_Exercise directions_:
With the line containing "TARGET = front bumper" as the final line, restate exactly every line of the data below from the first one onward, and copy no pictures.

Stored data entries
= Beginning of Section =
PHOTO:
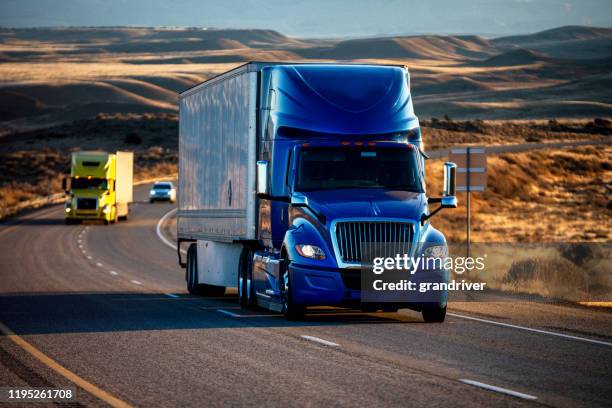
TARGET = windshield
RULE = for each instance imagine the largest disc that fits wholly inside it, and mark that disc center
(391, 168)
(88, 183)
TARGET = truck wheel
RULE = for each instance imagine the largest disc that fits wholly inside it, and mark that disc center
(193, 287)
(291, 310)
(246, 289)
(434, 313)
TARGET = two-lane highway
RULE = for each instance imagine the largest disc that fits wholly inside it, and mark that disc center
(104, 309)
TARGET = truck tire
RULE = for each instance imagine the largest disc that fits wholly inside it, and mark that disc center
(246, 289)
(434, 314)
(291, 310)
(193, 287)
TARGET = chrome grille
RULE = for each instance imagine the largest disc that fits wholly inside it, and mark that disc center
(373, 238)
(87, 203)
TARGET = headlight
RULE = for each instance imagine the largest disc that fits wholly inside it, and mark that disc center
(436, 251)
(310, 251)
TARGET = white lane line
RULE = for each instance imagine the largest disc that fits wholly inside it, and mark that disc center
(249, 315)
(514, 326)
(158, 229)
(320, 341)
(228, 313)
(498, 389)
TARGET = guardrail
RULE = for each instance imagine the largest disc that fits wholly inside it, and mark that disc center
(59, 198)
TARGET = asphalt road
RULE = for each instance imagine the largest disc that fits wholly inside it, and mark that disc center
(108, 305)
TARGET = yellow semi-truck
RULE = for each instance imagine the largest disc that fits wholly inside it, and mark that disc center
(99, 187)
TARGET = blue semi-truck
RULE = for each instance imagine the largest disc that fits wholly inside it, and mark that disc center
(286, 171)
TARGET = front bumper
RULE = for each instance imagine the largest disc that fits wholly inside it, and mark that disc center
(316, 287)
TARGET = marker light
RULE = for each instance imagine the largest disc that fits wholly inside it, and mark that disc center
(310, 251)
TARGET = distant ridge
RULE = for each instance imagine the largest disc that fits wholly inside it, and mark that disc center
(420, 47)
(565, 33)
(520, 56)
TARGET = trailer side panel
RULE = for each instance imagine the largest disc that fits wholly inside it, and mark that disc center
(217, 154)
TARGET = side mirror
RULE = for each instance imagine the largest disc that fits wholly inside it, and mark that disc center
(65, 184)
(449, 199)
(299, 200)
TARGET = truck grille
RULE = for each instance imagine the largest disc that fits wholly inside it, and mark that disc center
(87, 203)
(374, 238)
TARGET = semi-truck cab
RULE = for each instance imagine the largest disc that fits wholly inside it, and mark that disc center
(99, 187)
(287, 172)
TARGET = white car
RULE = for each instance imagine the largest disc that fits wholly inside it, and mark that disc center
(162, 191)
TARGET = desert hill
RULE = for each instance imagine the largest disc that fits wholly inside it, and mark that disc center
(53, 75)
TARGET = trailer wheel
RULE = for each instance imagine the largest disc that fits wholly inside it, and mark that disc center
(291, 310)
(193, 287)
(246, 289)
(434, 313)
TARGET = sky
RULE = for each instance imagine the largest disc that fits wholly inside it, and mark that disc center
(316, 18)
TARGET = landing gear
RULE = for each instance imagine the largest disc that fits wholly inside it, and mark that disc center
(193, 286)
(246, 289)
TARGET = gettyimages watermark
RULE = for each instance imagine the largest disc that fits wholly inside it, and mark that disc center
(406, 279)
(580, 272)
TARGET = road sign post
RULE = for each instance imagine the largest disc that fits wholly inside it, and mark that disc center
(471, 176)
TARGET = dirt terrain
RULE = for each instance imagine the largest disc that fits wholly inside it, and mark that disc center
(56, 75)
(115, 88)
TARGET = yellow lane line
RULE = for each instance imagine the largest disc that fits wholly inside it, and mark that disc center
(55, 366)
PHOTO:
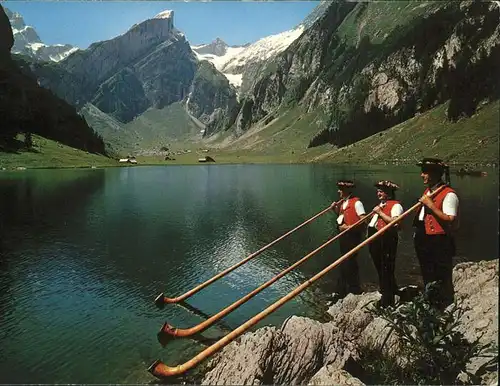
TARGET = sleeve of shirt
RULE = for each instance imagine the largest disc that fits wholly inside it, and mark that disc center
(397, 210)
(450, 204)
(360, 209)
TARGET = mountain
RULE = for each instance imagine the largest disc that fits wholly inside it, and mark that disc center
(240, 64)
(147, 69)
(27, 108)
(362, 68)
(27, 42)
(217, 48)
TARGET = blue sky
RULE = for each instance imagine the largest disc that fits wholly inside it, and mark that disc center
(81, 23)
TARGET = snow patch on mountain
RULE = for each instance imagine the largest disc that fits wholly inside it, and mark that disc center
(262, 49)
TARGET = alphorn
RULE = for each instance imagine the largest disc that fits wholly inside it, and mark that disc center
(161, 370)
(161, 299)
(180, 332)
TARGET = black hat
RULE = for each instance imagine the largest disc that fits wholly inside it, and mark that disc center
(386, 184)
(345, 184)
(432, 164)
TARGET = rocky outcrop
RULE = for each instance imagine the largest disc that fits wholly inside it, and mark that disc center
(25, 107)
(212, 99)
(306, 351)
(28, 43)
(218, 48)
(149, 66)
(367, 73)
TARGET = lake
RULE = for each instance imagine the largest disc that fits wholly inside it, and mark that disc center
(83, 254)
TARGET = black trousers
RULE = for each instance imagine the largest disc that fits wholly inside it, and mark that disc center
(349, 270)
(435, 255)
(383, 253)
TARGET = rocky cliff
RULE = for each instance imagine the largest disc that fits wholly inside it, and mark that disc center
(28, 43)
(369, 66)
(151, 66)
(25, 107)
(303, 351)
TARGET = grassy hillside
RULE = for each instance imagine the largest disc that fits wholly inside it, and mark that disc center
(156, 127)
(47, 154)
(470, 140)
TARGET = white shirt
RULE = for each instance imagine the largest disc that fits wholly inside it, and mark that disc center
(450, 205)
(396, 211)
(358, 207)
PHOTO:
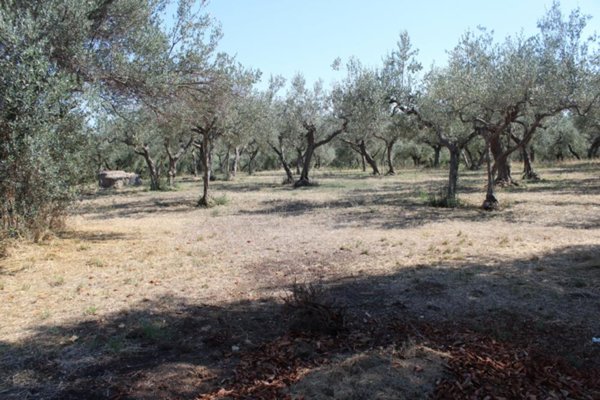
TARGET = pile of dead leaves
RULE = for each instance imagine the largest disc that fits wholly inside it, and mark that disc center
(478, 367)
(482, 368)
(264, 373)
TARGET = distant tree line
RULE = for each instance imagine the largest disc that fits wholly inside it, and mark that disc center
(113, 84)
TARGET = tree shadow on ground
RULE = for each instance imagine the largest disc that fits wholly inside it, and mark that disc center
(172, 347)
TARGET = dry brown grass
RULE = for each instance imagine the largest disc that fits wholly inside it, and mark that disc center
(371, 241)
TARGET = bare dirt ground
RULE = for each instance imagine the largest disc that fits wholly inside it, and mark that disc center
(145, 296)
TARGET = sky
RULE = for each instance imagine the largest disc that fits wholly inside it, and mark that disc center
(284, 37)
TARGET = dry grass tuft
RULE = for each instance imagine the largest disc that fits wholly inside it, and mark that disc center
(308, 310)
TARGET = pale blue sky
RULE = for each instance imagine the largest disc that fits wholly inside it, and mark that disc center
(288, 36)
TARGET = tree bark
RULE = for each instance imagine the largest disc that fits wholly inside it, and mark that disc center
(153, 168)
(593, 150)
(491, 202)
(174, 158)
(226, 164)
(453, 174)
(236, 161)
(501, 162)
(281, 155)
(204, 151)
(528, 172)
(389, 152)
(361, 148)
(437, 149)
(299, 161)
(573, 152)
(311, 145)
(368, 158)
(251, 158)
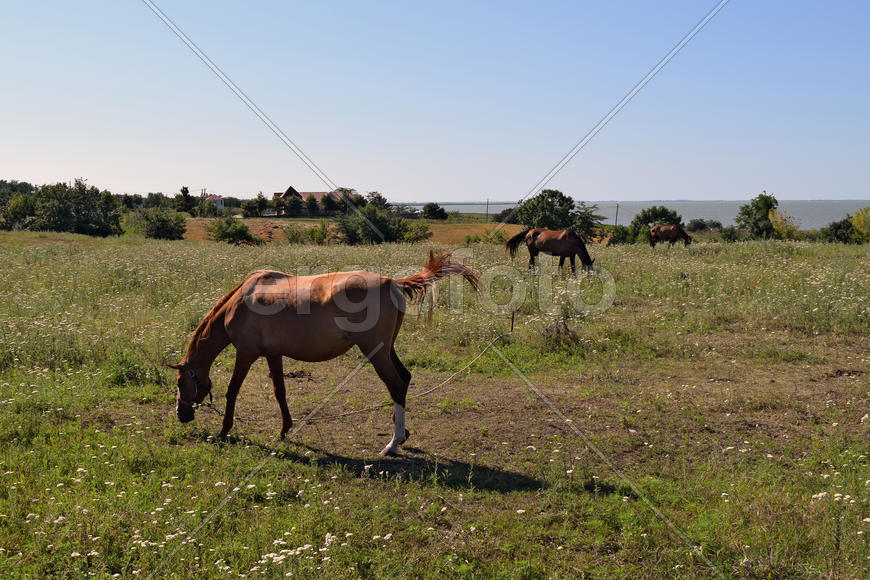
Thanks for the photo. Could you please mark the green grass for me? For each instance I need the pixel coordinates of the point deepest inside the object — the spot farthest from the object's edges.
(726, 382)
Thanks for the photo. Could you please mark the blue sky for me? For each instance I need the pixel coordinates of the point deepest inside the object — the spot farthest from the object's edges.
(448, 101)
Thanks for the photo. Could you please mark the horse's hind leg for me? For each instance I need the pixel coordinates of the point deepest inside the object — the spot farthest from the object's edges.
(397, 384)
(276, 369)
(240, 371)
(406, 374)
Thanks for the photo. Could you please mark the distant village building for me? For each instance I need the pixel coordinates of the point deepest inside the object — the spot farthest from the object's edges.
(303, 195)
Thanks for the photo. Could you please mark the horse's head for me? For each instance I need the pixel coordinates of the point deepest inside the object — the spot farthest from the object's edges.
(193, 387)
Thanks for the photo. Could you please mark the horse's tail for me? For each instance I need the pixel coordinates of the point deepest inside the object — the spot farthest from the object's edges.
(438, 267)
(585, 258)
(514, 243)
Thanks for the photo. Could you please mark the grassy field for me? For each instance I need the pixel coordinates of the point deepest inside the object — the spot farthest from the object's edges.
(718, 398)
(272, 229)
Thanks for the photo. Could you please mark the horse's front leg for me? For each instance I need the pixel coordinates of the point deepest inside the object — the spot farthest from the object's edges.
(276, 369)
(240, 371)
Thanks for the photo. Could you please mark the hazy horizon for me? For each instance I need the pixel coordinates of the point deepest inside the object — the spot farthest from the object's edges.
(450, 102)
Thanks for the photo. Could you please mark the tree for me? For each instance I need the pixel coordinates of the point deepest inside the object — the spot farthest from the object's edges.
= End of Section =
_Exercise answer_:
PHOTO:
TARGET = windshield
RULE = for each instance imagine the largest disc that fits wholly inside it, and mark that disc center
(391, 168)
(88, 183)
TARGET = truck wheel
RULE = for each instance imagine the largest disc that fits wholly inside it, and mark that disc center
(193, 287)
(291, 310)
(246, 289)
(434, 313)
TARGET = two-lane highway
RULE = for each instance imagine the largest disc that fits wholly inside it, and mark that disc center
(104, 309)
TARGET = truck tire
RULE = for each instance imagine the largest disc that fits wholly inside it, and mark that disc center
(246, 289)
(434, 314)
(291, 310)
(193, 287)
TARGET = chrome grille
RULE = for each instance imagine the largest disc that fits wholly inside it, and mark that disc center
(373, 238)
(87, 203)
TARGET = headlight
RULE = for each instance imagine the largest disc that fits wholly inside it, and mark that disc center
(436, 251)
(310, 251)
TARGET = white lane line
RULE = for each instance imagine the largest disc that fits wholly inside it, and mark that disc center
(249, 315)
(514, 326)
(158, 229)
(320, 341)
(228, 313)
(498, 389)
TARGET = guardrail
RULE = for each instance imagine the largest disc that fits wholly inside it, and mark that disc center
(59, 198)
TARGET = asphalt road
RULE = for each instance imagine the largest disc that fits wholly inside it, and mark that disc center
(108, 305)
TARGET = yellow semi-truck
RULE = for each instance imagine the largest disc that fits wholly inside it, and mark that disc center
(99, 187)
TARGET = blue semi-truck
RULE = for each instance imagine the largest disc that fits wholly inside it, and mark that disc center
(286, 171)
TARGET = front bumper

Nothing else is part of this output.